┌──

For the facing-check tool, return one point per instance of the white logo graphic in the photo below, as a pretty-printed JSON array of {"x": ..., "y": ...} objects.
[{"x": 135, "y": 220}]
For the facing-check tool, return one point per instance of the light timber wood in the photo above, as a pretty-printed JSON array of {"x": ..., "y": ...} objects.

└──
┌──

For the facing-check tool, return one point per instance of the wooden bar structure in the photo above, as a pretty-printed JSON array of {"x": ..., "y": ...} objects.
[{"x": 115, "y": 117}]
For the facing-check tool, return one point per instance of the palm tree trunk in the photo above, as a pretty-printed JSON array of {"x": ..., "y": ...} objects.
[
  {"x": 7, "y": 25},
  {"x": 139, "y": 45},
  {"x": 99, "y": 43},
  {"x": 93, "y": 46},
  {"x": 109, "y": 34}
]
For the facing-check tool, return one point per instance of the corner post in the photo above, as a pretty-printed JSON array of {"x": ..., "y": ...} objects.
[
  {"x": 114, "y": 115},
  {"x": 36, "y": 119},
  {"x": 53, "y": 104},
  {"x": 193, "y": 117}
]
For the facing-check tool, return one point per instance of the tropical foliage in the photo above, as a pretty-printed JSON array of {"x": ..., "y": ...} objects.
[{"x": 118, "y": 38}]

└──

**What you are asked to do**: Nothing should appear in the answer except the lines above from the line with "of the white" through the line with "of the light", both included, written out exactly.

**Task solution**:
For the facing-check tool, return one point per instance of the white logo graphic in the photo below, as a pretty-printed JSON array of {"x": ..., "y": ...} objects.
[{"x": 135, "y": 220}]
For the facing-check tool, return one point per instance of the light timber wood in the photo above, as a pretty-printed JSON array of {"x": ..., "y": ...} objects.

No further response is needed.